--- BEGIN DOCUMENT SEGMENT ---
Jordan Lasley, WR, UCLA
(percentile rank among all WRs at the Combine since 1999, courtesy of mockdraftable.com):
40-yard dash: 4.50 seconds (56th)
Vertical: 34.5” (39th)
Broad: 112” (6th)
20-yard shuttle: 4.19 seconds (57th)
Lasley was redshirted in 2014 and played primarily on special teams in 2015.
He moved into the starting lineup the following year, leading the team in receiving TDs and finishing 2nd in both catches and yards. Lasley topped 100 yards in 2 of his final 5 games. That season was marred, though, by arrests for possession of alcohol and a fake ID.
2017 brought a breakout campaign — despite missing 3 games on suspension and 1 due to injury. Lasley averaged a whopping 140.4 yards and 1 TD in his other 9 outings. He posted 100+ yards in 7 of those 9 games and hit pay dirt in 7 different contests. His 3.15 yards per route run ranked 9th among all draft-eligible receivers.
--- END DOCUMENT SEGMENT ---
GIVEN EXERCISE 1 => In the Jordan Lasley scouting profile, how many receiving yards did he average in the 9 games he played in 2017?
GIVEN EXERCISE 2 => Write the next part of the Jordan Lasley scouting profile, picking up after its final sentence.
--- BEGIN RECORDS ---
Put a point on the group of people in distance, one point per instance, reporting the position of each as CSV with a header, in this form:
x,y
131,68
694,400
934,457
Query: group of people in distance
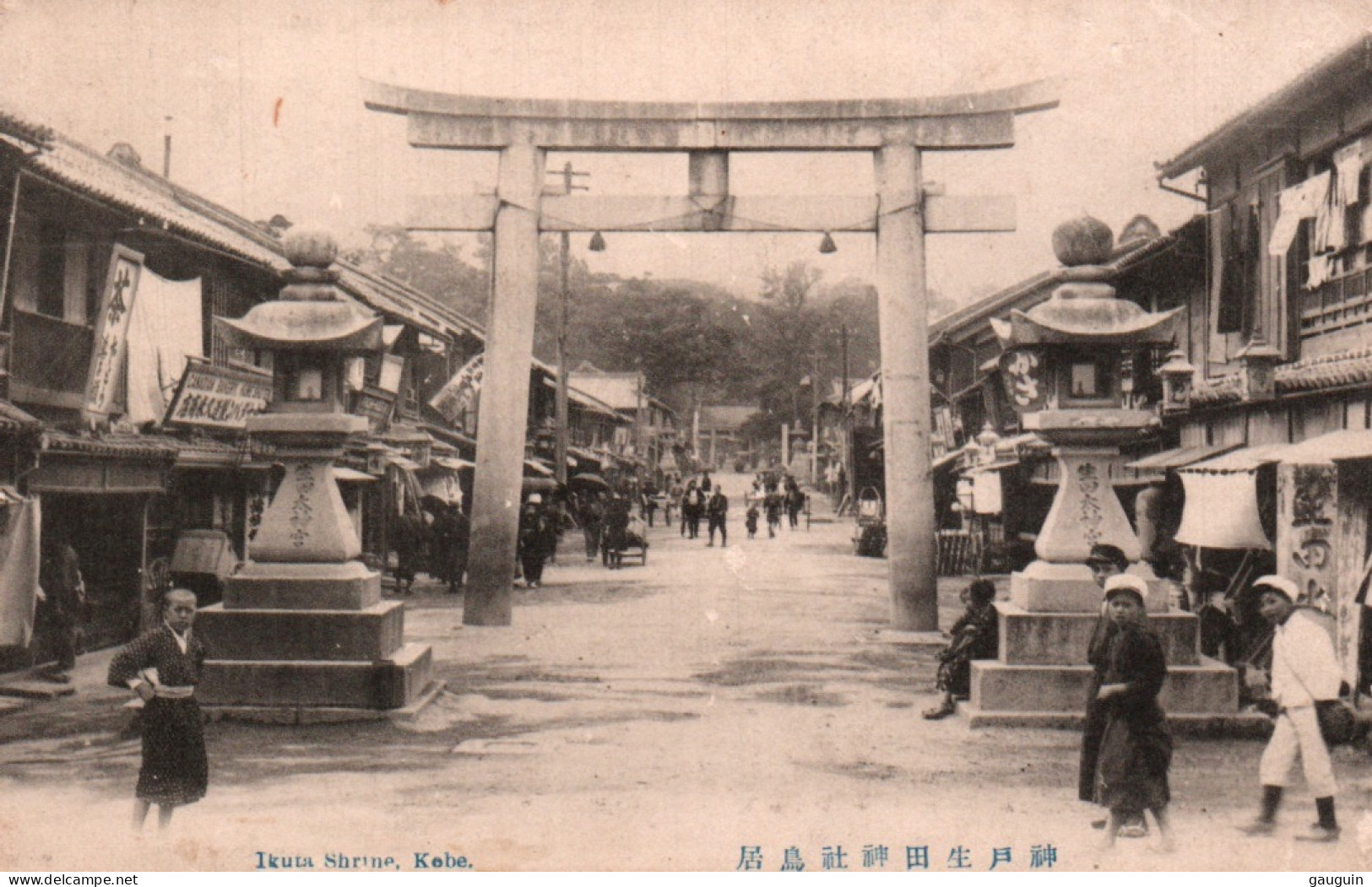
--- END RECORDS ---
--- BEGIN RECORDS ---
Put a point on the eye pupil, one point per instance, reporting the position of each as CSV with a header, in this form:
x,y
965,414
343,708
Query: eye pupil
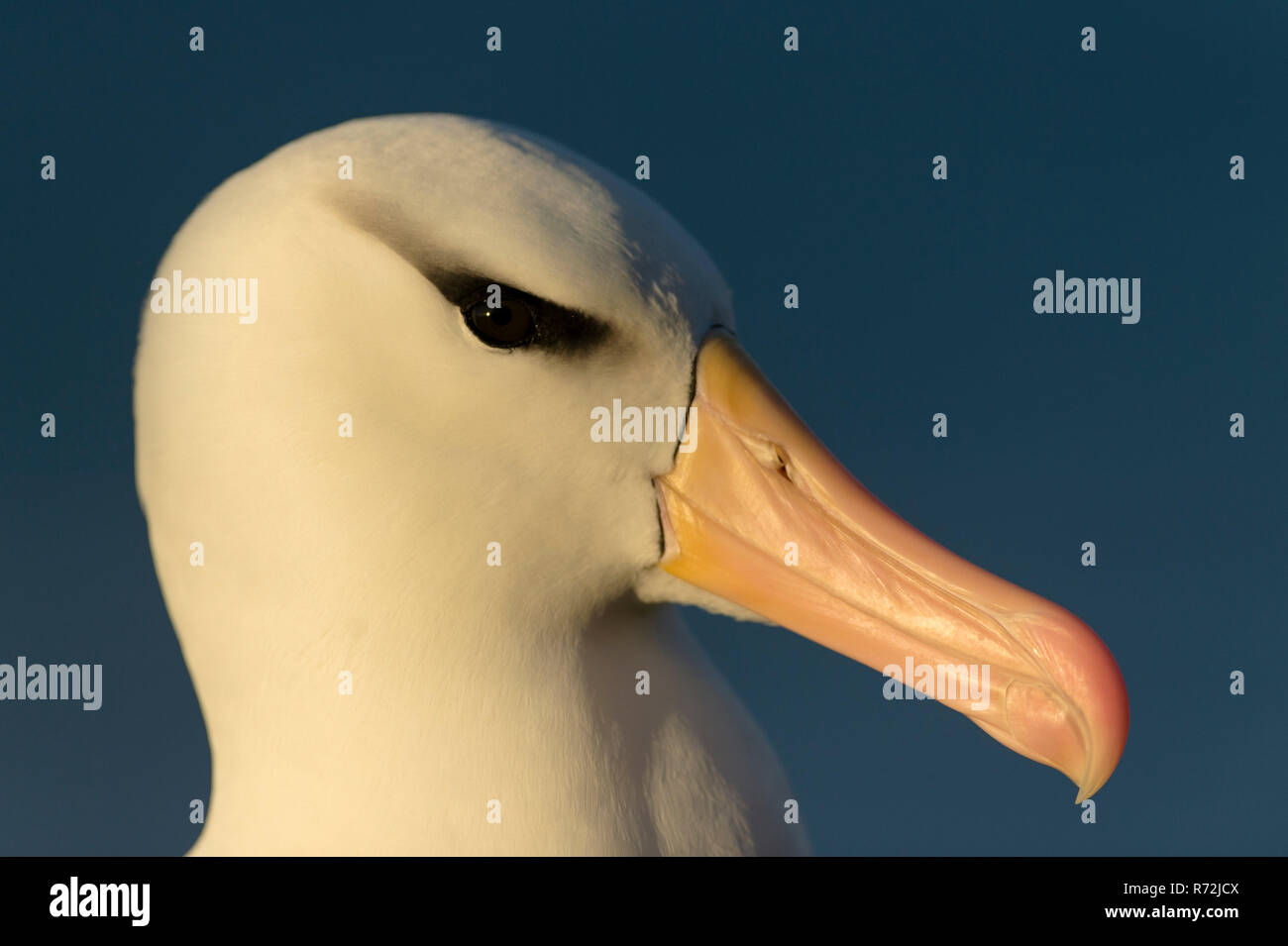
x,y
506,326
--- END RECORDS ---
--- BEGIN RECORDS ---
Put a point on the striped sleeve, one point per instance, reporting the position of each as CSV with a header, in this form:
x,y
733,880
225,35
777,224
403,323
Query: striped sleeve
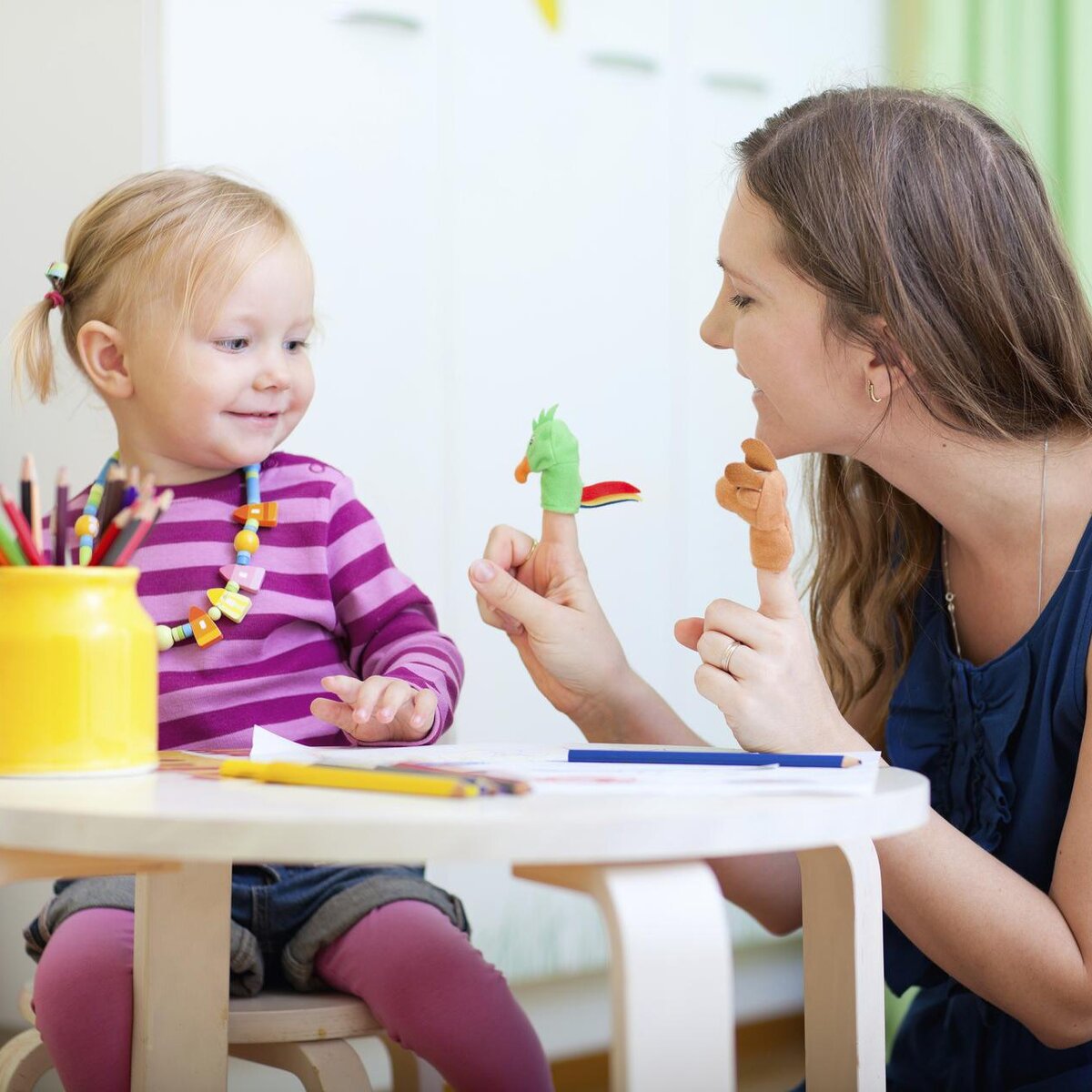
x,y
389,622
--- END RECORDS ---
EXERCISE RESULT 1 => 140.4 yards per game.

EXERCISE RESULT 2 =>
Lasley was a big-play machine, recording 7 receptions of 40+ yards. His 18.3 yards per catch ranked 5th among all players with 50+ grabs.
Courtesy of Cut Up Corner
Games watched - Memphis, Stanford, Arizona State, California, Kansas State
Smooth is the best way to describe Lasley’s game.
He’s fast and fluid in his routes, with plenty of giddy-up to create separation.
Lasley lined up out wide and in the slot for the Bruins and ran a wide variety of routes at all levels of the field.
After the catch, Lasley surprises with his acceleration and speed. You see a lot of defenders taking bad angles and whiffing at air.
Lasley also boasts a bigger catch radius than you’d expect from a 6’1 receiver.
And he clearly earned QB Josh Rosen’s trust on back-shoulder, 50/50 balls.
The biggest black mark on Lasley’s tape: Drops. I saw 6 of them in the 5 games I watched. Pro Football Focus charged him with an ugly 15.9% drop rate in 2017. He posted an only slightly better 12.2% drop rate across 2015 and 2016.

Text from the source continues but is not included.